ACTIONS TO TAKE ::
a - In the call for data and tool showcase papers, change "source code" to "program code" and give everything from "If custom tools" down to "of the presentation.".
b - Write what comes next in the call for data and tool showcase papers, starting after its last sentence.

PROVIDED PASSAGE ::

────────────────────────────────────────

At a minimum, upon publication of the paper, the authors should archive the data or tool on a persistent repository that can provide a digital object identifier (DOI) such as zenodo.org, figshare.com, Archive.org, or institutional repositories. In addition, the DOI-based citation of the dataset or the tool should be included in the camera-ready version of the paper. GitHub provides an easy way to make source code citable (with third tools and with a CITATION file).

Data and Tools showcase submissions are not: * empirical studies, or * datasets that are based on poorly explained or untrustworthy heuristics for data collection, or results of trivial application of generic tools.

If custom tools have been used to create the dataset, we expect the paper to be accompanied by the source code of the tools, along with clear documentation on how to run the tools to recreate the dataset. The tools should be open source, accompanied by an appropriate license; the source code should be citable, i.e., refer to a specific release and have a DOI. If you cannot provide the source code or the source code clause is not applicable (e.g., because the dataset consists of qualitative data), please provide a short explanation of why this is not possible.

Evaluation Criteria

The Review Criteria for the Data/Tool Showcase submissions are as follows:

  • value, usefulness, and reusability of the datasets or tools.
  • quality of the presentation.
  • clarity of relation with related work and its relevance to mining software repositories.
  • availability of the datasets or tools.

Important Dates

  • Paper Deadline: Friday 8th December 2023
  • Author Notification: Friday 12th January 2024
  • Camera Ready Deadline: Sunday 28th January 2024

Submission

Submit your paper (maximum 4 pages, plus 1 additional page of references) via the HotCRP submission site: https://msr2024-data-tool.hotcrp.com/.

Submitted papers will undergo single-anonymous peer review. We opt for a single-anonymous peer review (i.e., authors’ names should be listed on the manuscript, as opposed to the double-anonymous peer review of the main track) due to the requirement above to describe the ways how data has been used in the previous studies, including the bibliographic reference to those studies. Such a reference is likely to disclose the authors’ identity.

────────────────────────────────────────

DATA SUPPLIED ::
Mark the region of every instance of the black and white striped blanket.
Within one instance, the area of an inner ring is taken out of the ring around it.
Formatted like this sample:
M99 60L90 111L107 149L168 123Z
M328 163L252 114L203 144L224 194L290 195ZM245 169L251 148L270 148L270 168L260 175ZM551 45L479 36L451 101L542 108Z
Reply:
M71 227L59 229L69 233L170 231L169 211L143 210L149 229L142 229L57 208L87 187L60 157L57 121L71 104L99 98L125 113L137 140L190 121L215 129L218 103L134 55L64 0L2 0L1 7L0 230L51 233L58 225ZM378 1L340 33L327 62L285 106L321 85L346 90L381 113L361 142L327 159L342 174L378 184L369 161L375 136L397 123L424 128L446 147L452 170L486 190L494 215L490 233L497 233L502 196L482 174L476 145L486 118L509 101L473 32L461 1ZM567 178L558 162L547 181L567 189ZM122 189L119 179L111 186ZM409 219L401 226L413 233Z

────────────────────────────────────────

ANSWERS BY TASK ::
a -
If custom tools have been used to create the dataset, we expect the paper to be accompanied by the program code of the tools, along with clear documentation on how to run the tools to recreate the dataset. The tools should be open source, accompanied by an appropriate license; the program code should be citable, i.e., refer to a specific release and have a DOI. If you cannot provide the program code or the program code clause is not applicable (e.g., because the dataset consists of qualitative data), please provide a short explanation of why this is not possible.

Evaluation Criteria

The Review Criteria for the Data/Tool Showcase submissions are as follows:

  • value, usefulness, and reusability of the datasets or tools.
  • quality of the presentation.

b -
To make research datasets and research software accessible and citable, we further encourage authors to attend to the FAIR rules, i.e., data should be: Findable, Accessible, Interoperable, and Reusable.

All authors should use the official “ACM Primary Article Template”, as can be obtained from the ACM Proceedings Template page. LaTeX users should use the sigconf option, as well as the review (to produce line numbers for easy reference by the reviewers) options, and please do not use the anonymous option(i.e., to comply with the single-anonymous peer review policy). To that end, the following LaTeX code can be placed at the start of the LaTeX document:

\documentclass[sigconf,review]{acmart}

\acmConference[MSR 2024]{21st International Conference on Mining Software Repositories}{April 2024}{Lisbon, Portugal}

Papers submitted for consideration should not have been published elsewhere and should not be under review or submitted for review elsewhere for the duration of consideration. ACM plagiarism policies and procedures shall be followed for cases of double submission. The submission must also comply with the IEEE Policy on Authorship. Please read the ACM Policy on Plagiarism, Misrepresentation, and Falsification and the IEEE - Introduction to the Guidelines for Handling Plagiarism Complaints before submitting.

Upon notification of acceptance, all authors of accepted papers will be asked to complete a copyright form and will receive further instructions for preparing their camera-ready versions. At least one author of each paper is expected to register and present the results at the MSR 2024 conference. All accepted contributions will be published in the conference’s electronic proceedings.